[Data for processing]
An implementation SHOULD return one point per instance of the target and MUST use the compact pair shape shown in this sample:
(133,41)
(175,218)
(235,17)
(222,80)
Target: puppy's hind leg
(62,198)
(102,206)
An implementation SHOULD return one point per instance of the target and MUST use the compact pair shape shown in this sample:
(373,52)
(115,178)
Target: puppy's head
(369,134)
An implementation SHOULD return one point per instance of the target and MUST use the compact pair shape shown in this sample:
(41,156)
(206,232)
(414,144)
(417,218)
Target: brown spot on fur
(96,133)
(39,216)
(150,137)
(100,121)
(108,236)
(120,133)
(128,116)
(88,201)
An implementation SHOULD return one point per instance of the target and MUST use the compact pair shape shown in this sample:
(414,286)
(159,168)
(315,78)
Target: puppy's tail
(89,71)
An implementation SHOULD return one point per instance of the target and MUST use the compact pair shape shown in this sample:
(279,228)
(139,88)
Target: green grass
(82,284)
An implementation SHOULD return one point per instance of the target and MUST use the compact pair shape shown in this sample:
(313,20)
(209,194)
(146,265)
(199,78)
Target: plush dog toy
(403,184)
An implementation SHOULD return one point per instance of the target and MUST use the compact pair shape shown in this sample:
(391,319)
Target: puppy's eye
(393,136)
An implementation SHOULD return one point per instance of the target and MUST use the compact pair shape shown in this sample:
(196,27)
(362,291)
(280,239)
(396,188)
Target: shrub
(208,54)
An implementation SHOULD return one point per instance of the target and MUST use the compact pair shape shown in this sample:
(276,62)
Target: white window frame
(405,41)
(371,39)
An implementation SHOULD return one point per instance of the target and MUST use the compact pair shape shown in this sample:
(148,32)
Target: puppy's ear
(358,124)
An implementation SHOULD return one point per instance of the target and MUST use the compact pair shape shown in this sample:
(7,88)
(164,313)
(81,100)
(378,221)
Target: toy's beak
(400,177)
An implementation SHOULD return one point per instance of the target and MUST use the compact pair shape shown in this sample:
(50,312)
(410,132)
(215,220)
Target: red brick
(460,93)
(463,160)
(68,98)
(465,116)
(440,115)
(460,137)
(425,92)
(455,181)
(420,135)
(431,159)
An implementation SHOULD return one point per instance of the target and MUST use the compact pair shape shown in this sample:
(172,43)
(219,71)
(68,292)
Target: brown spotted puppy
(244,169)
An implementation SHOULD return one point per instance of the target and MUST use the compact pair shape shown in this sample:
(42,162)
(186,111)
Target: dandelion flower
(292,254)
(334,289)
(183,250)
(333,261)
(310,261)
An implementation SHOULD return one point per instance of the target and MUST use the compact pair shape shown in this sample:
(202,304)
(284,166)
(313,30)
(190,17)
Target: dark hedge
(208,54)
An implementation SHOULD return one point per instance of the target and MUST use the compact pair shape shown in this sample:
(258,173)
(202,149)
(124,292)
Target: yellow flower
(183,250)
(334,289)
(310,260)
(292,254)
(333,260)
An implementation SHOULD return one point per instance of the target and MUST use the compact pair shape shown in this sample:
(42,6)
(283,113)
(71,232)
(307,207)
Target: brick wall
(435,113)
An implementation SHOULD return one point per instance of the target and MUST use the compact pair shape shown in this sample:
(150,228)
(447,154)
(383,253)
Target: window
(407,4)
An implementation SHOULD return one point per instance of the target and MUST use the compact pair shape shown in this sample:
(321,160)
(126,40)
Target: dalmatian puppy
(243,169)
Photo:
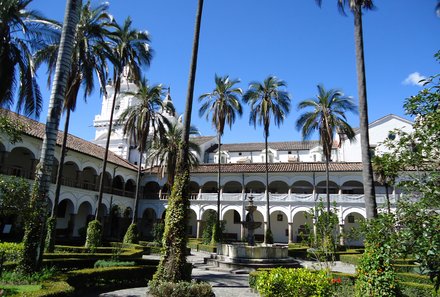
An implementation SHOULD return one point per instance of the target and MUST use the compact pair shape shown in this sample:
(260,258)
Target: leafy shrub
(11,251)
(106,263)
(418,290)
(280,282)
(17,278)
(158,229)
(94,235)
(350,258)
(375,274)
(110,277)
(180,289)
(414,278)
(132,235)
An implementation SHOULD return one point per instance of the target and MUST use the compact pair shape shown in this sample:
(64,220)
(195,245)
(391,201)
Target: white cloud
(414,79)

[Prompt]
From the listing above, print every entry precisely and drop the pictures.

[Correct output]
An implementation SHOULD return one point per instance of the target and MUST use the compact pair shape shown in this sample:
(133,41)
(175,218)
(235,17)
(222,80)
Target: puppy's hind leg
(62,198)
(102,206)
An implementation SHOULD return one point per instance of the target and MUST use the compact pair shape shown in this sample:
(373,52)
(115,178)
Target: puppy's head
(369,134)
An implementation SHOULD return one point per instance of the target and MUST use the compact pair shape shown in this sample:
(41,156)
(206,232)
(414,144)
(417,218)
Target: brown spot on fur
(96,133)
(39,216)
(150,137)
(100,121)
(108,236)
(120,133)
(128,116)
(88,201)
An implementation SHOULD return one point per instance of the target and MUST use the compact pair shape shown in this sample:
(414,286)
(159,168)
(315,78)
Target: puppy's tail
(89,71)
An implementation SHOULD return one point per instance of the target and MUST use the compact pair shape shown in this sample:
(279,228)
(139,88)
Target: green grass
(82,284)
An implementation SHOULD return one point per instance of the target and MUST use the compact pair shape shown in this sample:
(313,20)
(209,194)
(146,265)
(199,78)
Target: plush dog toy
(403,184)
An implementation SHOULD return one point per instance of the target and MUST use the compact pair shape shown in this sample:
(391,319)
Target: puppy's eye
(393,136)
An implementation SHOULD return one point per instance of the target and MUST use the compact pair shape shown in this sample:
(196,27)
(362,291)
(280,239)
(396,188)
Target: shrub
(208,54)
An implementation SHOULD return one point per instance of the target and MUST use the compact pair shape shown in this sample:
(276,62)
Target: white window frame
(405,41)
(371,39)
An implementation SHOULD return one point per instance of the target and MUST use the compact pair shape shown in this sample:
(148,32)
Target: puppy's ear
(358,124)
An implementation SHOULD return one point per instance of the target and MUST use the compact pair shape shown in this sample:
(7,88)
(164,313)
(81,100)
(378,221)
Target: toy's beak
(400,177)
An implementation SHOULD return one point per instance of the target and MUST use the compact pair shape shown in this sample:
(50,312)
(410,132)
(215,220)
Target: red brick
(460,93)
(463,160)
(68,98)
(465,116)
(440,115)
(460,137)
(425,92)
(455,181)
(420,135)
(431,159)
An implementation SHOULD return one point per instance of the target and MUST use the compact pair shape shown in this sample:
(172,43)
(219,71)
(68,292)
Target: brown spotted puppy
(244,169)
An implementation SHOULD return one point per instance of the target and MUST use the compact pair shape shown in this sample:
(42,162)
(186,111)
Target: dandelion flower
(292,254)
(334,289)
(183,250)
(333,261)
(310,261)
An implementation SHOULD return one point per instance of the target and MUST use the compact pair shape shown in this sample:
(202,304)
(284,166)
(313,30)
(190,17)
Target: dark hedge
(208,54)
An implementation SHOULD return one point per instance of the target and MUST use the compact pair shape shown in this sample:
(258,173)
(202,149)
(124,292)
Target: yellow flower
(183,250)
(334,289)
(310,260)
(292,254)
(333,260)
An implementation SHOULD return one point per instance of the target and MUST use the compact pair shape shown in this sample:
(42,6)
(283,113)
(71,232)
(307,207)
Target: brick wall
(435,113)
An implementation SHOULD return one point per instance of the target and MUST use the compact pair shape shown in this sample:
(150,228)
(447,154)
(383,253)
Target: window
(407,4)
An implementation SHOULD return one point per instance of the target and MUST use the compact pair shape shown in this sample:
(321,160)
(126,40)
Target: dalmatian puppy
(243,169)
Photo:
An implementation SHOULD return one point per instance of the target and MUST use the compact pair shape shown in this sample:
(260,258)
Target: leafy shrub
(11,251)
(106,263)
(418,290)
(280,282)
(17,278)
(158,229)
(94,235)
(350,258)
(375,274)
(110,277)
(180,289)
(414,278)
(132,235)
An implementation SHOULD return one point per instance of the target and MUST use the compact pair shape shown in this sample:
(64,220)
(195,245)
(391,201)
Target: white cloud
(414,79)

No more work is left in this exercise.